SELECTED EXCERPT
──────────────────────────────

# Sophie's New Bed



## rdanielle (Sep 2, 2008)

Can you tell she's a diva? LOL


----------



## pjewel (Apr 11, 2007)

That is too cute!


----------



## Amy R. (Jul 1, 2007)

That is hilarious. It's obvious who rules the roost ! So cute !!


----------



## Sheri (Oct 11, 2008)

Wow, they are TRULY treated like royalty at your house!


----------



## Lilly's mom (Aug 10, 2007)

*AWESOME! Where did you get it (if you don't mind sharing).*


----------



## ama0722 (Nov 28, 2006)

That is so adorable! I would buy it if I thought one of them would use it!


----------



## karlabythec (Nov 9, 2008)

Hahahahaha...so adorable! Yes, you can tell she is a Diva!


----------



## Laurief (Nov 7, 2006)

How cute - can you show up a picture of the inside?? 
She isnt a Diva - she is a Princess with her own castle!!


----------



## imamurph (Apr 15, 2008)

WOW..!! In all of my Googlings, I've never run across that one!ound:


----------



## rdanielle (Sep 2, 2008)

:biggrin1: Thanks!!!



imamurph said:


> WOW..!! In all of my Googlings, I've never run across that one!ound:


Its not out there YET thats why  Ahh an avid Googler! My dad used make fun of me for Googling so much now he asks me to Google such and such!



Lilly's mom said:


> *AWESOME! Where did you get it (if you don't mind sharing).*


I actually made it, well my dad constructed it but it was my idea! This is my dream come true..Since, I was 13 years old I've been dreaming about making it and now its finally reality after 12 years of dreaming about it (It = designing dog beds). My inspiration came through my dad's company as they have dealt with the theming industry and creating faux environments. Heres a link that will give you a better idea than me explaining it:
http://www.replicationsunlimited.com/

This is my baby! The first prototype finished. We will probably start manufacturing them late winter/early spring. I have two Egyptian dog beds in the works and I am starting to compile more ideas to start producing. I'm so excited! I'm hoping to bounce ideas of you fellow obsessed dog people :whoo:



Laurief said:


> How cute - can you show up a picture of the inside??

──────────────────────────────

COLLECTED DATA

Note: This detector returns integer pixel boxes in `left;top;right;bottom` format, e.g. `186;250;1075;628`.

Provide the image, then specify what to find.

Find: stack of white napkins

──────────────────────────────

EXERCISE OBJECTIVE
In the last post of the thread on Sophie's new bed, rdanielle replies to quoted posts. Name every member quoted there. The data above come from a different source than the thread on Sophie's new bed.

THE SOLUTION
imamurph, Lilly's mom, Laurief